__What you should do__: Down to the last line, repeat the data below exactly.

__Provided records__:
----

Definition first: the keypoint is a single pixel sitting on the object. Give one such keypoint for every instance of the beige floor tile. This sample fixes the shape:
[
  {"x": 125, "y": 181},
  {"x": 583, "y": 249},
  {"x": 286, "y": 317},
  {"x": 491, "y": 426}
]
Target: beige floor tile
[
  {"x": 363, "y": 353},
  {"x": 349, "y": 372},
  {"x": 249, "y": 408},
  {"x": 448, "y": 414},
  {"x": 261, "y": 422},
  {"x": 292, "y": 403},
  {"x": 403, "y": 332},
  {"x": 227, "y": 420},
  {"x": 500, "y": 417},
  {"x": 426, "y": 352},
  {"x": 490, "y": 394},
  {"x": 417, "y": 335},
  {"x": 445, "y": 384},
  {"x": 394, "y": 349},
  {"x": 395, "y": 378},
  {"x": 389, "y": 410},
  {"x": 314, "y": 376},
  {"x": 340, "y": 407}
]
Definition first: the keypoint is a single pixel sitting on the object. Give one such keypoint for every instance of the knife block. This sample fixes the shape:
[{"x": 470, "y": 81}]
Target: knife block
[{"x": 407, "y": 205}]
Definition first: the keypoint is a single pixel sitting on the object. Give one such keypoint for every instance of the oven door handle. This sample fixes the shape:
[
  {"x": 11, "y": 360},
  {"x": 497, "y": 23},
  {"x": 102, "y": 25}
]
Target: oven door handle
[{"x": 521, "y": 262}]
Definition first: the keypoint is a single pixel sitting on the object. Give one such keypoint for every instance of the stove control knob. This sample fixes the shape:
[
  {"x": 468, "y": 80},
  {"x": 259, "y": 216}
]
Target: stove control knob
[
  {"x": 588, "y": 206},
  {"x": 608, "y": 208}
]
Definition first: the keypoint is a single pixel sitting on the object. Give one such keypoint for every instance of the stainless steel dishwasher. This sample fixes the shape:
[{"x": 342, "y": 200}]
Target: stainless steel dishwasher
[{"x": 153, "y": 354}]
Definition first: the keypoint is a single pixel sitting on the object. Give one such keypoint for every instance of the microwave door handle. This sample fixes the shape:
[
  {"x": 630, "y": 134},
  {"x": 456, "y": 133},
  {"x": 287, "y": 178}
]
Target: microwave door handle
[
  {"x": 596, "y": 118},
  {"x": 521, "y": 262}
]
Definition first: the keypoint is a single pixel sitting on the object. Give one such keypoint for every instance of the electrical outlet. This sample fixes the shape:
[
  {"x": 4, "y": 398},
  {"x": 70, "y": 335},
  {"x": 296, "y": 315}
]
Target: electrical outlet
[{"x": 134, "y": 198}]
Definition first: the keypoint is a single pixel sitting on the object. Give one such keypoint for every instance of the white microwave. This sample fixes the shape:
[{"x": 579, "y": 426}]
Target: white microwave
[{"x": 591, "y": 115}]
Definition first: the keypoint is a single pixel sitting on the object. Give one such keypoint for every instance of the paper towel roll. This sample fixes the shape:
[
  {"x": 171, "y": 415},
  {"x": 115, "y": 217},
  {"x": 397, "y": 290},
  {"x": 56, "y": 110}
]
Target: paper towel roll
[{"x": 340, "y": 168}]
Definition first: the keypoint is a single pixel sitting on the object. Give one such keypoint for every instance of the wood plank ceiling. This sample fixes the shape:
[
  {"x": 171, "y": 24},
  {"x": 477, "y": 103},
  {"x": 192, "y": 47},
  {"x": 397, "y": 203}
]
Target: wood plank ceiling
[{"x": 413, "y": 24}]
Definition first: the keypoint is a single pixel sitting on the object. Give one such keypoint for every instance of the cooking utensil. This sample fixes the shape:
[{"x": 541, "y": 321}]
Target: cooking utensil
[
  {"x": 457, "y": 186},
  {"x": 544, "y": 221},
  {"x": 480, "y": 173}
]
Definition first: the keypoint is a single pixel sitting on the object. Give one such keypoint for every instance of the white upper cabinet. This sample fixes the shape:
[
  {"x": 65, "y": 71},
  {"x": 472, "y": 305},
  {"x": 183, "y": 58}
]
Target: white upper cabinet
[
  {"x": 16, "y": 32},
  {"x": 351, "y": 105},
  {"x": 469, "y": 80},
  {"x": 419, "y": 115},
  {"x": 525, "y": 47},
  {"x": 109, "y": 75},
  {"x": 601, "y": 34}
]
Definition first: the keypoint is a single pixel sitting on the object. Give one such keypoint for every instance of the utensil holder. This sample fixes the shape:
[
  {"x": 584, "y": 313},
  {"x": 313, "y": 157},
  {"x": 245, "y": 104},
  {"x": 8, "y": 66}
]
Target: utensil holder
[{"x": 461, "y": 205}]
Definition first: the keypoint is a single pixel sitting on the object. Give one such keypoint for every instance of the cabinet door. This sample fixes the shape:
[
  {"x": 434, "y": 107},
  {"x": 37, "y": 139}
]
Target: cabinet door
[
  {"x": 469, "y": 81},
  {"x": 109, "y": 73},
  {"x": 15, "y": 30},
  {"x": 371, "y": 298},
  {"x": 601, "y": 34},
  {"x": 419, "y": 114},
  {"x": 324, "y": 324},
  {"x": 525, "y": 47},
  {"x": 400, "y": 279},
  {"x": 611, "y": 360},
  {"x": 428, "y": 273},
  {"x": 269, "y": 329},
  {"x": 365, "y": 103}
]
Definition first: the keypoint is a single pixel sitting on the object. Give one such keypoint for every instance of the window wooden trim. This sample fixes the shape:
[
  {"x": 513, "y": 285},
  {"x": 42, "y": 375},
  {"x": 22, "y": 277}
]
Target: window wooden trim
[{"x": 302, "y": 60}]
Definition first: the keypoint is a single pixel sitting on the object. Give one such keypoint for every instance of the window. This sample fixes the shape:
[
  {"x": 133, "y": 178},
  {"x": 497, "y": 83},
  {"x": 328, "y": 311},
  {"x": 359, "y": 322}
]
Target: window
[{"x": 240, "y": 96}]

----

__Final answer__:
Definition first: the keypoint is a single pixel sitting on the object. Give one such keypoint for every instance of the beige floor tile. This sample fixes the shape:
[
  {"x": 125, "y": 181},
  {"x": 583, "y": 249},
  {"x": 286, "y": 317},
  {"x": 491, "y": 426}
]
Target: beige floor tile
[
  {"x": 363, "y": 353},
  {"x": 349, "y": 372},
  {"x": 249, "y": 408},
  {"x": 448, "y": 414},
  {"x": 261, "y": 422},
  {"x": 292, "y": 403},
  {"x": 403, "y": 332},
  {"x": 227, "y": 420},
  {"x": 500, "y": 417},
  {"x": 426, "y": 352},
  {"x": 490, "y": 394},
  {"x": 417, "y": 335},
  {"x": 445, "y": 384},
  {"x": 394, "y": 349},
  {"x": 395, "y": 378},
  {"x": 389, "y": 410},
  {"x": 314, "y": 376},
  {"x": 340, "y": 407}
]
Definition first: the keypoint is a single pixel sitting on the object. Give one such keypoint for every instance of the knife block. This sample fixes the shape:
[{"x": 470, "y": 81}]
Target: knife block
[{"x": 407, "y": 205}]
Definition first: the keypoint is a single pixel sitting on the object. Give one such keypoint for every instance of the oven door handle. This sample fixes the shape:
[
  {"x": 11, "y": 360},
  {"x": 497, "y": 23},
  {"x": 102, "y": 25}
]
Target: oven door handle
[{"x": 521, "y": 262}]
Definition first: the keypoint is a single pixel sitting on the object. Give one such keypoint for every instance of the stove control knob. This sample fixes the shape:
[
  {"x": 468, "y": 80},
  {"x": 259, "y": 216}
]
Target: stove control knob
[
  {"x": 588, "y": 206},
  {"x": 608, "y": 208}
]
Definition first: the keypoint is a single pixel sitting on the object. Give one such keypoint for every instance of the stainless steel dishwasher. This sample fixes the shape:
[{"x": 342, "y": 200}]
Target: stainless steel dishwasher
[{"x": 153, "y": 354}]
Definition first: the keypoint is a single pixel sitting on the object. Give one such keypoint for every instance of the microwave door handle. This sample fixes the shape:
[
  {"x": 630, "y": 134},
  {"x": 456, "y": 133},
  {"x": 287, "y": 178}
]
Target: microwave door handle
[
  {"x": 596, "y": 118},
  {"x": 521, "y": 262}
]
Definition first: the keypoint is a single pixel sitting on the object. Give one such keypoint for every instance of the electrical outlet. This sample fixes the shape:
[
  {"x": 4, "y": 398},
  {"x": 70, "y": 335},
  {"x": 296, "y": 315}
]
Target: electrical outlet
[{"x": 134, "y": 198}]
Definition first: the keypoint is a single pixel sitting on the object. Give one such keypoint for every instance of the white microwave. This sample fixes the shape:
[{"x": 579, "y": 426}]
Target: white microwave
[{"x": 591, "y": 115}]
Definition first: the keypoint is a single pixel sitting on the object. Give one such keypoint for every instance of the paper towel roll. This sample fixes the shape:
[
  {"x": 171, "y": 415},
  {"x": 115, "y": 217},
  {"x": 397, "y": 290},
  {"x": 56, "y": 110}
]
Target: paper towel roll
[{"x": 340, "y": 168}]
Definition first: the keypoint is a single pixel sitting on the object. Give one such keypoint for every instance of the wood plank ceiling. This sample fixes the shape:
[
  {"x": 171, "y": 24},
  {"x": 477, "y": 103},
  {"x": 192, "y": 47},
  {"x": 397, "y": 203}
]
Target: wood plank ceiling
[{"x": 413, "y": 24}]
Definition first: the keypoint is a single pixel sitting on the object. Give one such keypoint for every instance of the cooking utensil. This sample fixes the shape:
[{"x": 541, "y": 321}]
Target: cooking utensil
[
  {"x": 457, "y": 186},
  {"x": 544, "y": 221},
  {"x": 480, "y": 173}
]
Definition first: the keypoint is a single pixel sitting on the object. Give one such keypoint for every instance of the white upper cabinet. This sample fixes the shape:
[
  {"x": 65, "y": 71},
  {"x": 472, "y": 305},
  {"x": 183, "y": 58}
]
Target: white upper cabinet
[
  {"x": 16, "y": 32},
  {"x": 351, "y": 105},
  {"x": 469, "y": 80},
  {"x": 419, "y": 115},
  {"x": 525, "y": 47},
  {"x": 109, "y": 75},
  {"x": 601, "y": 34}
]
Definition first: the keypoint is a single pixel sitting on the object. Give one such keypoint for every instance of the utensil holder. This sample fixes the shape:
[
  {"x": 584, "y": 313},
  {"x": 313, "y": 157},
  {"x": 245, "y": 104},
  {"x": 8, "y": 66}
]
Target: utensil holder
[{"x": 461, "y": 205}]
Definition first: the keypoint is a single pixel sitting on the object. Give one such keypoint for every instance of the cabinet door. This sample fixes the shape:
[
  {"x": 434, "y": 107},
  {"x": 37, "y": 139}
]
Target: cabinet door
[
  {"x": 469, "y": 81},
  {"x": 109, "y": 73},
  {"x": 15, "y": 30},
  {"x": 371, "y": 298},
  {"x": 601, "y": 34},
  {"x": 419, "y": 114},
  {"x": 324, "y": 324},
  {"x": 525, "y": 47},
  {"x": 400, "y": 279},
  {"x": 611, "y": 360},
  {"x": 428, "y": 273},
  {"x": 269, "y": 329},
  {"x": 365, "y": 103}
]
Definition first: the keypoint is a single pixel sitting on the object. Give one such keypoint for every instance of the window wooden trim. This sample fixes the shape:
[
  {"x": 513, "y": 285},
  {"x": 42, "y": 375},
  {"x": 22, "y": 277}
]
Target: window wooden trim
[{"x": 302, "y": 60}]
Definition first: the keypoint is a single pixel sitting on the object. Give one such keypoint for every instance of the window. This sample fixes the shape:
[
  {"x": 133, "y": 178},
  {"x": 497, "y": 83},
  {"x": 328, "y": 311},
  {"x": 359, "y": 322}
]
Target: window
[{"x": 240, "y": 96}]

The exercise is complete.